DATA LISTING Start Marker
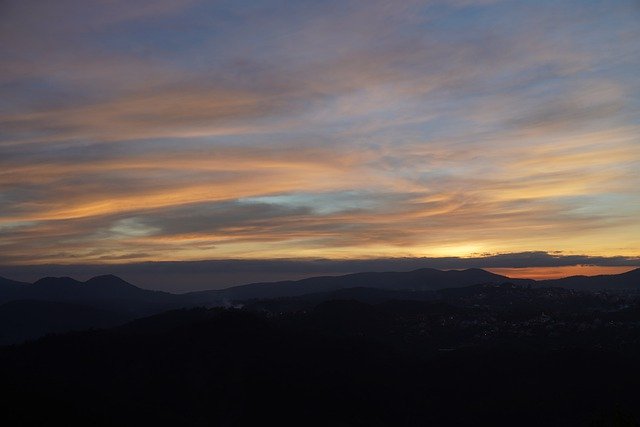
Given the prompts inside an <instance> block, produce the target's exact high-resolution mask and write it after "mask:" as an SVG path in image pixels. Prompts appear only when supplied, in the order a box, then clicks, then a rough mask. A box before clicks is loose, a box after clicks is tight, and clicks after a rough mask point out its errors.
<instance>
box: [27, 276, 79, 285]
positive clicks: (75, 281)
mask: <svg viewBox="0 0 640 427" xmlns="http://www.w3.org/2000/svg"><path fill="white" fill-rule="evenodd" d="M33 284H34V285H80V284H82V282H79V281H77V280H76V279H74V278H71V277H66V276H64V277H43V278H42V279H39V280H37V281H35V282H34V283H33Z"/></svg>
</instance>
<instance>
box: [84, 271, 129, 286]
mask: <svg viewBox="0 0 640 427" xmlns="http://www.w3.org/2000/svg"><path fill="white" fill-rule="evenodd" d="M84 283H85V285H88V286H107V287H131V288H135V286H134V285H132V284H131V283H129V282H127V281H126V280H124V279H121V278H120V277H118V276H114V275H113V274H105V275H102V276H96V277H92V278H91V279H89V280H87V281H86V282H84Z"/></svg>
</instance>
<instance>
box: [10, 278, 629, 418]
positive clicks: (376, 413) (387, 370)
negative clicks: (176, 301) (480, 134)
mask: <svg viewBox="0 0 640 427" xmlns="http://www.w3.org/2000/svg"><path fill="white" fill-rule="evenodd" d="M485 291H486V290H483V289H482V288H477V289H472V290H470V291H469V292H470V294H471V295H475V296H476V297H480V295H484V293H485ZM496 292H497V293H501V292H502V293H505V292H507V293H508V292H510V291H509V289H498V290H497V291H496ZM467 296H468V295H467ZM460 298H465V297H455V298H454V299H452V300H451V301H450V302H448V303H447V302H433V301H413V302H409V303H407V302H402V301H395V302H394V301H387V302H383V303H375V304H366V303H362V302H358V301H344V300H342V301H328V302H323V303H320V304H318V305H316V306H315V307H311V308H307V309H305V310H302V311H292V312H287V313H281V314H275V313H274V312H260V313H257V312H251V311H247V310H236V309H191V310H178V311H172V312H167V313H163V314H160V315H156V316H154V317H150V318H145V319H140V320H137V321H134V322H132V323H129V324H127V325H125V326H122V327H119V328H115V329H111V330H106V331H94V332H85V333H73V334H67V335H63V336H57V337H48V338H45V339H42V340H39V341H37V342H34V343H30V344H26V345H22V346H18V347H5V348H0V383H1V384H2V386H3V390H4V391H5V396H7V397H5V398H4V399H3V400H2V401H0V406H1V408H0V409H1V410H2V414H3V421H5V422H6V424H7V425H46V424H51V423H56V422H57V423H60V422H61V423H62V424H63V425H67V426H79V425H83V426H85V425H91V426H140V425H172V426H175V425H180V426H211V425H221V426H255V425H281V426H288V425H296V426H299V425H309V426H516V425H517V426H542V425H544V426H614V425H615V426H634V425H637V423H636V421H637V420H638V419H640V418H639V417H640V413H639V408H640V395H638V393H637V390H638V387H640V366H639V365H638V364H637V357H638V356H640V342H639V339H640V335H639V334H638V326H637V323H638V320H640V318H639V317H638V314H637V313H640V311H637V312H634V313H633V314H632V315H631V316H630V317H629V318H628V319H627V321H624V322H622V321H620V320H617V322H618V327H615V328H613V329H610V328H609V326H607V325H608V324H609V322H610V321H611V319H608V318H602V319H599V322H595V318H594V316H590V317H586V318H581V317H580V316H581V314H579V313H578V314H577V315H578V317H575V316H574V317H572V316H573V315H572V314H571V311H570V310H569V311H567V312H564V314H562V313H560V312H558V313H557V314H554V315H553V316H555V317H553V316H552V317H551V318H549V317H544V316H542V317H540V315H539V314H538V315H537V317H536V318H532V319H521V320H514V319H510V318H509V317H508V316H507V314H508V313H500V312H498V311H492V310H487V308H486V307H475V304H471V305H468V304H466V303H464V299H460ZM601 314H602V315H604V314H605V312H604V311H603V312H601ZM563 316H564V317H563ZM572 319H573V320H572ZM585 319H589V320H588V327H586V328H582V326H583V324H586V322H587V320H585ZM594 322H595V323H594ZM634 322H635V323H634ZM634 324H636V326H633V325H634ZM501 325H502V326H501ZM501 327H505V328H506V327H508V328H509V329H508V330H507V329H505V330H503V331H501V329H500V328H501ZM520 328H522V329H520ZM518 331H519V332H518ZM514 333H515V334H516V335H513V334H514Z"/></svg>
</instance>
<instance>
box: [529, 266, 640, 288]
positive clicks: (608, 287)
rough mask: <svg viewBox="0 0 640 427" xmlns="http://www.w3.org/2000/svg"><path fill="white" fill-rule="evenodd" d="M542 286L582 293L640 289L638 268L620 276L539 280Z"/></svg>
mask: <svg viewBox="0 0 640 427" xmlns="http://www.w3.org/2000/svg"><path fill="white" fill-rule="evenodd" d="M538 283H539V284H541V285H543V286H560V287H563V288H572V289H576V290H583V291H596V290H609V291H613V290H629V289H640V268H636V269H635V270H631V271H627V272H626V273H621V274H606V275H605V274H603V275H599V276H571V277H564V278H562V279H550V280H541V281H539V282H538Z"/></svg>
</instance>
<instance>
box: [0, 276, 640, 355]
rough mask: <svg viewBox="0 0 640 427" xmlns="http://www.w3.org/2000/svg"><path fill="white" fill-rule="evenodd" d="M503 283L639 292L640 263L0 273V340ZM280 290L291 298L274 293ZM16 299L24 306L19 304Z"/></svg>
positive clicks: (512, 302) (428, 296) (396, 298)
mask: <svg viewBox="0 0 640 427" xmlns="http://www.w3.org/2000/svg"><path fill="white" fill-rule="evenodd" d="M503 283H512V284H514V285H517V286H521V287H522V286H529V287H533V288H541V287H545V288H546V287H565V288H570V289H575V290H579V291H599V290H606V291H607V292H621V291H623V292H634V291H635V292H637V291H638V289H640V269H637V270H634V271H631V272H628V273H624V274H619V275H611V276H595V277H584V276H576V277H570V278H566V279H560V280H553V281H543V282H535V281H533V280H527V279H509V278H508V277H505V276H500V275H497V274H493V273H490V272H487V271H484V270H479V269H469V270H461V271H456V270H451V271H441V270H434V269H420V270H415V271H410V272H385V273H357V274H349V275H344V276H335V277H314V278H309V279H303V280H298V281H285V282H274V283H255V284H249V285H244V286H236V287H232V288H228V289H222V290H212V291H205V292H193V293H189V294H181V295H176V294H170V293H166V292H157V291H150V290H146V289H140V288H138V287H136V286H134V285H132V284H130V283H127V282H126V281H124V280H122V279H120V278H118V277H116V276H110V275H107V276H99V277H95V278H93V279H90V280H88V281H86V282H80V281H77V280H74V279H72V278H69V277H57V278H56V277H47V278H44V279H40V280H38V281H36V282H35V283H33V284H29V283H21V282H16V281H11V280H8V279H3V278H0V319H7V321H5V322H0V345H1V344H12V343H17V342H21V341H23V340H25V339H31V338H36V337H39V336H42V335H44V334H47V333H52V332H65V331H70V330H83V329H88V328H96V327H110V326H116V325H119V324H122V323H123V322H125V321H128V320H132V319H135V318H139V317H143V316H149V315H152V314H156V313H160V312H162V311H165V310H169V309H176V308H182V307H197V306H207V307H212V306H242V305H246V304H255V302H256V301H257V300H265V299H268V300H271V301H272V302H270V303H268V304H271V306H274V304H275V305H280V306H283V304H284V306H283V308H284V309H289V308H292V307H294V306H295V307H303V306H306V305H309V304H312V303H318V302H322V301H328V300H331V299H355V300H358V301H362V302H380V301H385V300H388V299H394V300H418V301H419V300H434V299H435V300H438V299H443V298H445V296H446V295H447V293H446V292H443V291H442V290H445V289H449V290H450V293H453V294H455V292H456V289H464V288H466V287H468V286H473V285H478V284H482V285H491V284H493V285H495V284H503ZM461 292H463V293H464V292H465V291H464V290H463V291H461ZM281 298H289V300H279V301H274V300H275V299H281ZM559 301H560V300H559ZM18 302H19V303H18ZM510 303H512V304H513V303H515V304H520V306H521V307H522V309H523V310H526V309H528V308H531V307H532V306H531V304H530V301H528V300H526V299H525V300H524V301H520V302H518V301H515V302H514V301H510ZM16 304H19V306H20V307H21V308H20V309H16V307H17V305H16ZM287 304H288V306H287Z"/></svg>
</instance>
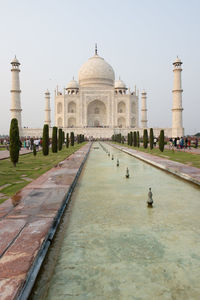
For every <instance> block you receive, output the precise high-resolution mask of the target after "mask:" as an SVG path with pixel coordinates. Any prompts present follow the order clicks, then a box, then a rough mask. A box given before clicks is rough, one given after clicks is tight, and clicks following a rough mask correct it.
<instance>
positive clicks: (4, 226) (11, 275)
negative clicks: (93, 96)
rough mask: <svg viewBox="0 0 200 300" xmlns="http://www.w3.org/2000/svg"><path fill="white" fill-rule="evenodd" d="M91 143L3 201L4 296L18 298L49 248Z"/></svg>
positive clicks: (1, 282) (1, 204)
mask: <svg viewBox="0 0 200 300" xmlns="http://www.w3.org/2000/svg"><path fill="white" fill-rule="evenodd" d="M89 147H90V143H88V144H86V145H84V146H83V147H82V148H81V149H79V150H78V151H77V152H76V153H74V154H72V155H71V156H70V157H68V158H67V159H66V160H64V161H63V162H62V163H59V165H58V166H57V167H54V168H52V169H51V170H49V171H48V172H46V173H45V174H43V175H42V176H40V177H39V178H37V179H36V180H34V181H33V182H31V183H30V184H28V185H27V186H26V187H25V188H23V189H22V190H21V191H20V192H18V193H17V194H16V195H14V196H13V197H11V198H9V199H8V200H7V201H5V202H4V203H3V204H1V205H0V295H1V296H0V299H1V300H11V299H16V297H17V296H18V295H19V293H20V291H21V290H22V287H24V285H26V284H27V275H28V274H29V275H30V273H31V271H33V266H36V265H37V264H36V263H38V261H39V260H41V255H42V253H43V252H42V251H47V249H48V246H49V245H50V243H51V240H52V238H53V234H54V230H55V224H56V223H55V222H56V220H57V219H58V217H59V213H60V212H61V209H62V207H63V205H64V203H65V199H66V196H67V195H68V194H69V193H70V192H71V189H72V185H73V182H74V180H75V178H76V176H77V172H79V170H80V167H81V165H82V163H83V161H84V159H85V157H86V154H87V153H88V151H89ZM31 274H32V273H31ZM24 299H27V298H24Z"/></svg>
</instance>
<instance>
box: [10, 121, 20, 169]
mask: <svg viewBox="0 0 200 300" xmlns="http://www.w3.org/2000/svg"><path fill="white" fill-rule="evenodd" d="M9 150H10V159H11V162H12V163H13V165H14V167H16V163H17V162H18V160H19V150H20V139H19V127H18V121H17V119H15V118H14V119H12V120H11V124H10V147H9Z"/></svg>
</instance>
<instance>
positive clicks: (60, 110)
mask: <svg viewBox="0 0 200 300" xmlns="http://www.w3.org/2000/svg"><path fill="white" fill-rule="evenodd" d="M57 113H58V114H61V113H62V103H60V102H59V103H58V104H57Z"/></svg>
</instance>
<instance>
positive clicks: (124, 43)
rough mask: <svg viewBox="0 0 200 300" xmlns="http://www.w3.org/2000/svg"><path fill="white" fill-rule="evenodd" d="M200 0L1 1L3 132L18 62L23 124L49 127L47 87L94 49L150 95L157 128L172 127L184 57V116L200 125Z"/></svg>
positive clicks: (150, 119) (133, 84)
mask: <svg viewBox="0 0 200 300" xmlns="http://www.w3.org/2000/svg"><path fill="white" fill-rule="evenodd" d="M199 16H200V1H197V0H190V1H188V0H187V1H186V0H185V1H184V0H182V1H181V0H165V1H164V0H137V1H134V0H124V1H118V0H101V1H95V0H77V1H75V0H65V1H64V0H57V1H56V0H17V1H16V0H15V1H14V0H13V1H10V0H6V1H3V0H0V41H1V47H0V53H1V55H0V78H1V80H0V101H1V102H0V103H1V105H0V108H1V109H0V133H8V130H9V125H10V111H9V109H10V103H11V96H10V86H11V72H10V61H11V60H12V58H13V57H14V55H15V54H16V55H17V58H18V59H19V61H20V62H21V73H20V80H21V90H22V94H21V105H22V109H23V111H22V124H23V126H28V127H42V126H43V120H44V92H45V90H46V89H47V88H48V89H49V90H50V92H51V107H52V120H54V89H55V87H56V85H57V84H58V85H59V87H60V88H63V87H64V86H66V84H67V83H68V81H69V80H71V79H72V76H73V75H74V76H75V79H77V76H78V70H79V68H80V67H81V65H82V64H83V63H84V62H85V61H86V60H87V59H88V58H89V57H90V56H92V55H93V53H94V44H95V43H96V42H97V43H98V52H99V55H101V56H102V57H104V59H105V60H106V61H107V62H109V63H110V64H111V65H112V67H113V68H114V70H115V76H116V78H118V77H119V76H120V77H121V79H123V80H124V81H125V82H126V84H127V86H128V87H129V86H130V87H131V89H133V88H134V85H135V84H136V85H137V87H138V88H139V89H140V91H141V90H142V89H143V88H145V89H146V90H147V93H148V94H147V96H148V101H147V105H148V120H149V122H148V125H149V127H150V126H152V127H171V107H172V92H171V90H172V85H173V72H172V62H173V61H174V59H175V58H176V56H177V55H179V56H180V58H181V59H182V61H183V72H182V83H183V90H184V92H183V107H184V111H183V122H184V127H185V130H186V133H195V132H197V131H200V121H199V116H200V96H199V86H200V59H199V55H200V18H199Z"/></svg>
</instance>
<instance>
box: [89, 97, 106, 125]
mask: <svg viewBox="0 0 200 300" xmlns="http://www.w3.org/2000/svg"><path fill="white" fill-rule="evenodd" d="M106 120H107V113H106V106H105V104H104V103H103V102H102V101H100V100H94V101H92V102H91V103H90V104H89V105H88V108H87V126H88V127H104V126H106V125H107V124H106Z"/></svg>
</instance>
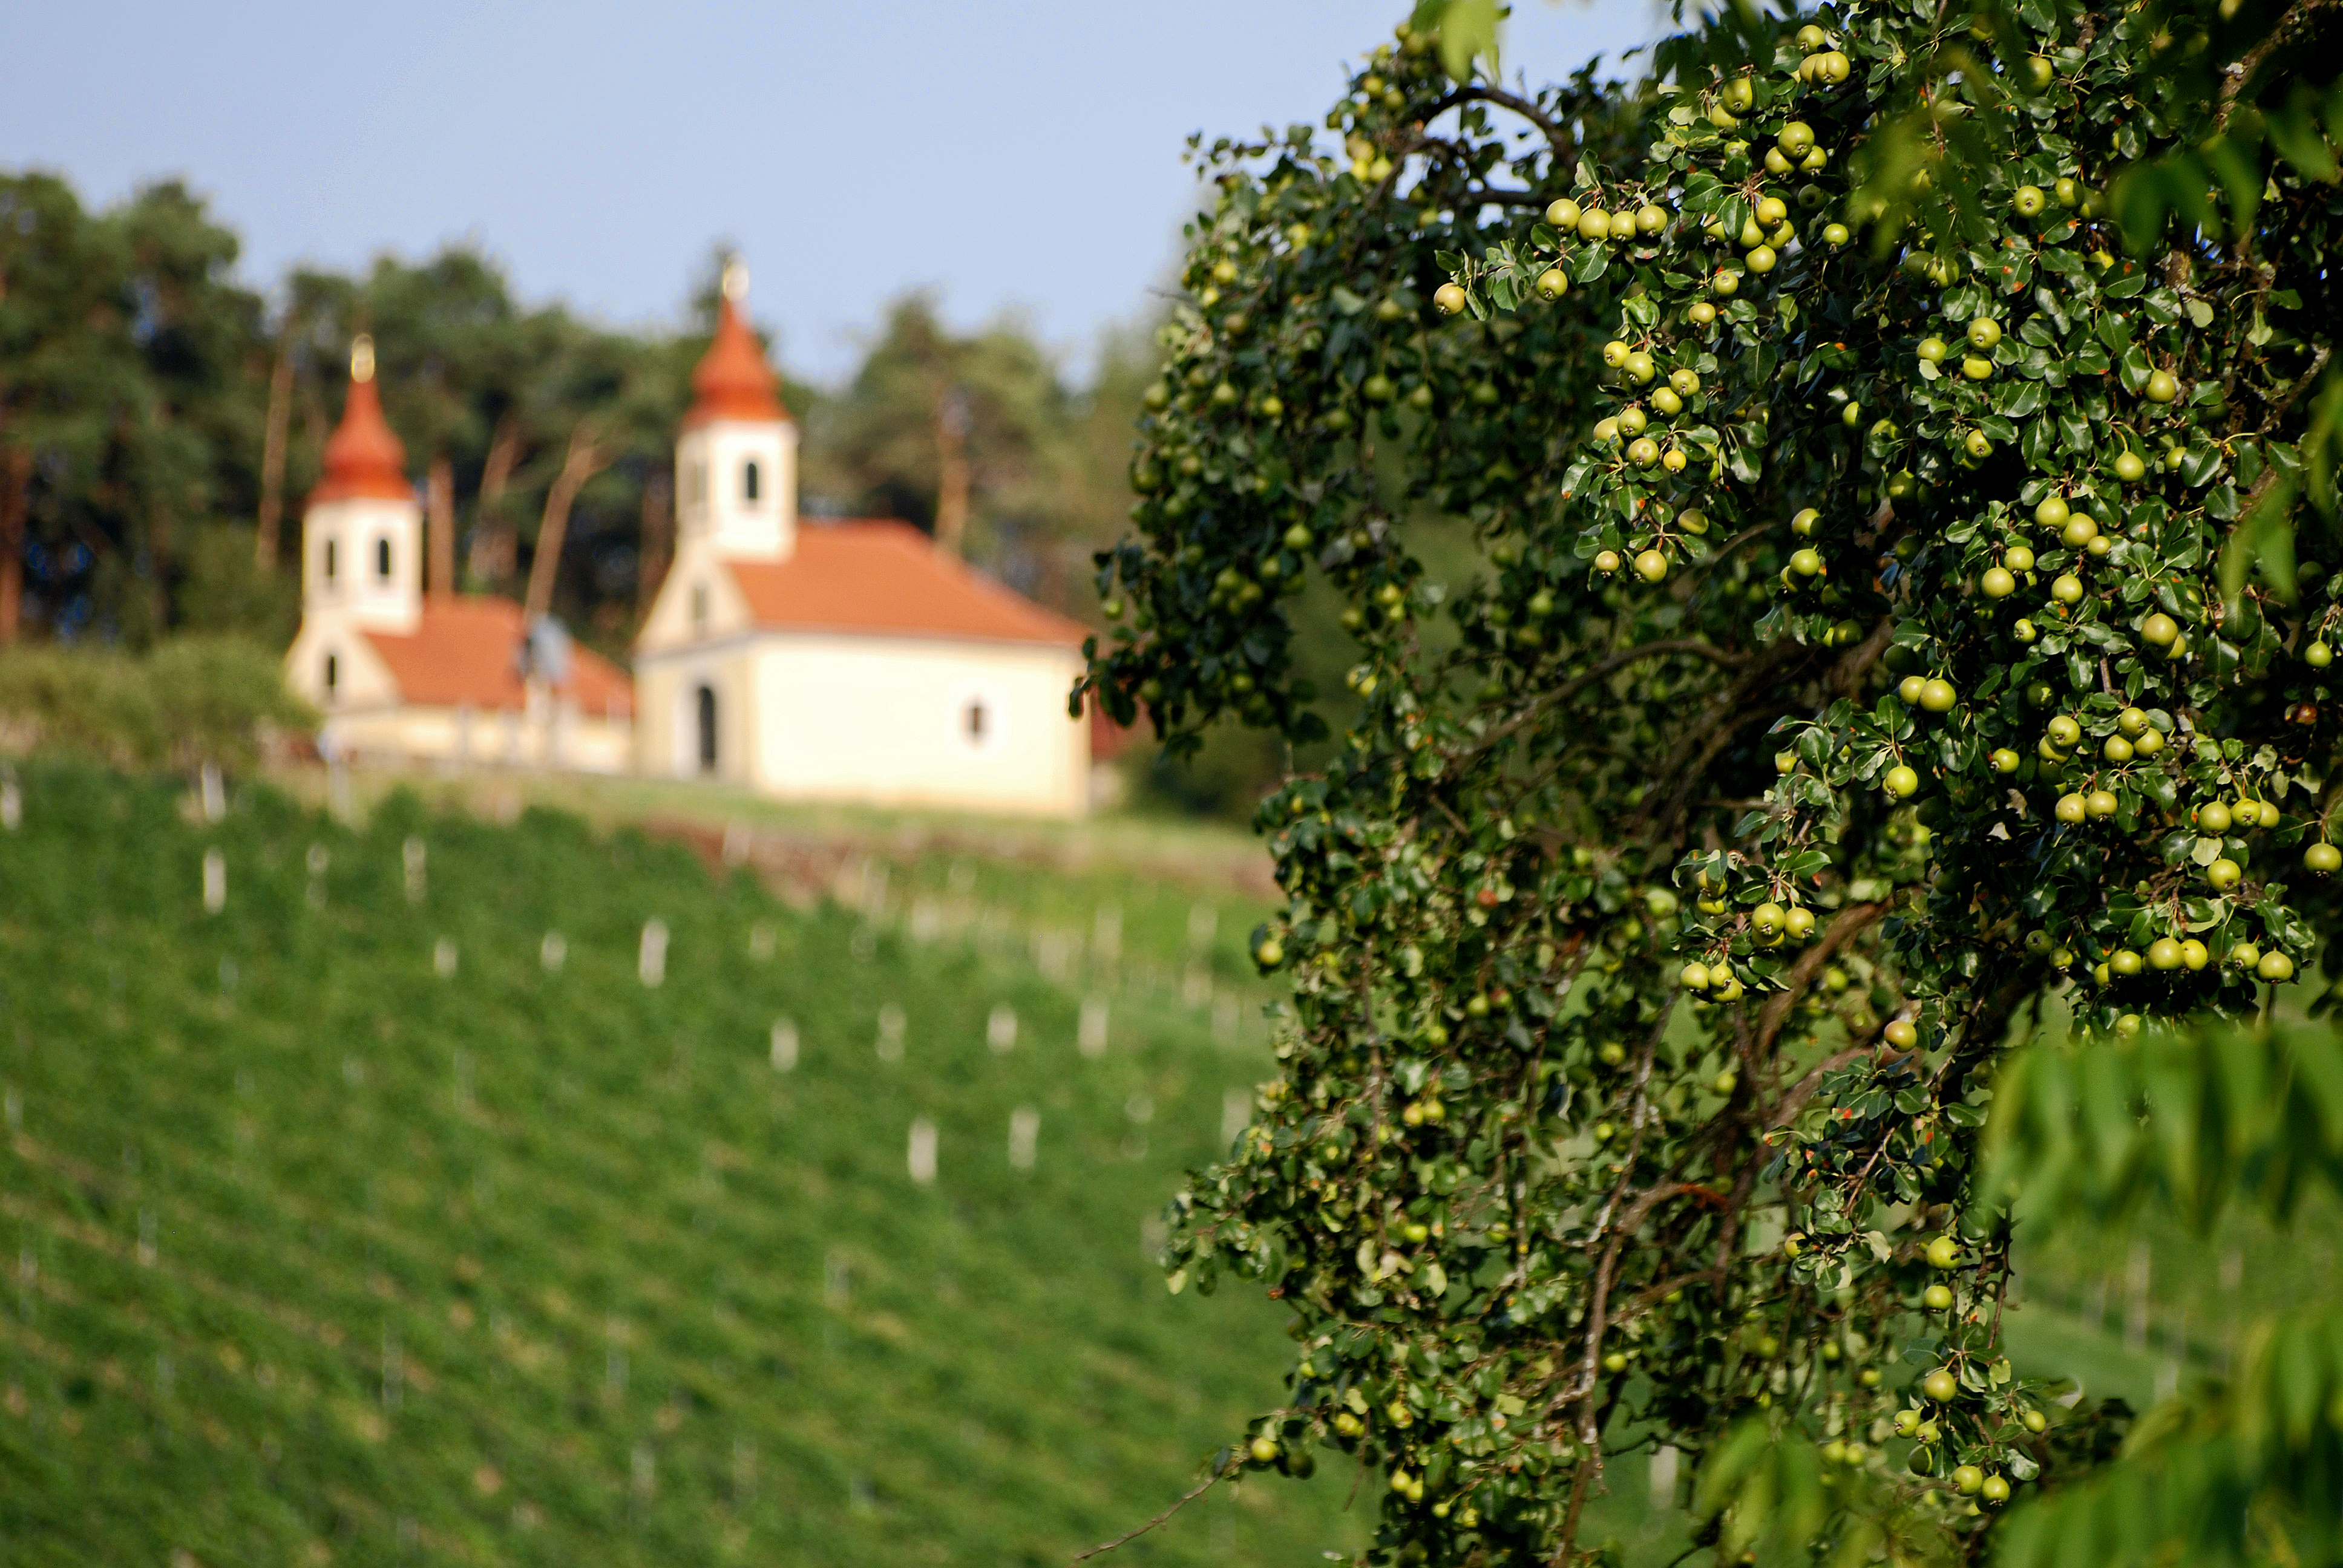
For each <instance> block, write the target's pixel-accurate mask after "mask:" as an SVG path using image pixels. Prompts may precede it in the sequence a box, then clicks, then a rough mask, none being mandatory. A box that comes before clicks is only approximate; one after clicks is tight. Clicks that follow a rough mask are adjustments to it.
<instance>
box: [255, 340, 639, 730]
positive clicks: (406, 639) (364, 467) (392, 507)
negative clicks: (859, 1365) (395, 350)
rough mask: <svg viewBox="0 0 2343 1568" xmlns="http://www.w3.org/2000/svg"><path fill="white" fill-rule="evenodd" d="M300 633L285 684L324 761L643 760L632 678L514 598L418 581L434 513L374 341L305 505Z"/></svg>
mask: <svg viewBox="0 0 2343 1568" xmlns="http://www.w3.org/2000/svg"><path fill="white" fill-rule="evenodd" d="M300 532H302V544H300V551H302V560H300V584H302V595H300V630H298V633H295V638H293V647H291V649H288V652H286V684H291V687H293V691H295V694H300V696H302V698H307V701H309V703H312V705H314V708H316V710H319V713H321V715H323V720H326V722H323V727H321V729H319V748H321V750H326V752H328V755H342V757H373V759H391V762H448V764H466V762H478V764H504V766H544V769H572V771H593V773H626V771H633V766H635V687H633V682H630V680H628V677H626V670H621V668H619V666H614V663H612V661H607V659H602V656H600V654H595V652H590V649H581V647H569V642H567V638H562V635H560V630H558V628H551V626H541V628H537V635H534V638H532V628H530V626H527V616H525V614H522V609H520V605H515V602H513V600H506V598H497V595H485V593H455V584H429V588H426V584H424V518H422V506H419V504H417V499H415V483H412V480H410V478H408V473H405V448H403V445H401V443H398V436H396V434H391V427H389V422H387V420H384V417H382V396H380V391H377V389H375V361H373V345H370V342H368V340H366V338H361V340H358V342H356V347H354V349H351V375H349V398H347V403H344V405H342V422H340V424H337V427H335V431H333V436H330V438H328V441H326V476H323V478H321V480H319V485H316V490H312V492H309V499H307V504H305V509H302V530H300Z"/></svg>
DATA LISTING End Marker
◆ WHAT THIS TASK INVOLVES ◆
Convert the lines from the start of the records through the line holding "positive clicks: (75, 281)", both included, into a Markdown table with the columns No. and Line, one row per line and no blank lines. Omit the pictures.

◆ ANSWER FOR THIS EXERCISE ◆
| No. | Line |
|---|---|
| 1 | Given the prompts inside an <instance> block, produce the target's exact high-resolution mask and write it after "mask:" as an SVG path in image pixels. Prompts appear only when supplied, in the order a box, then clicks, then a rough mask. A box before clicks is loose, a box after clicks is tight, and clicks after a rough mask point out its errors. |
| 2 | <instance> |
| 3 | box: [27, 276, 79, 285] |
| 4 | positive clicks: (75, 281) |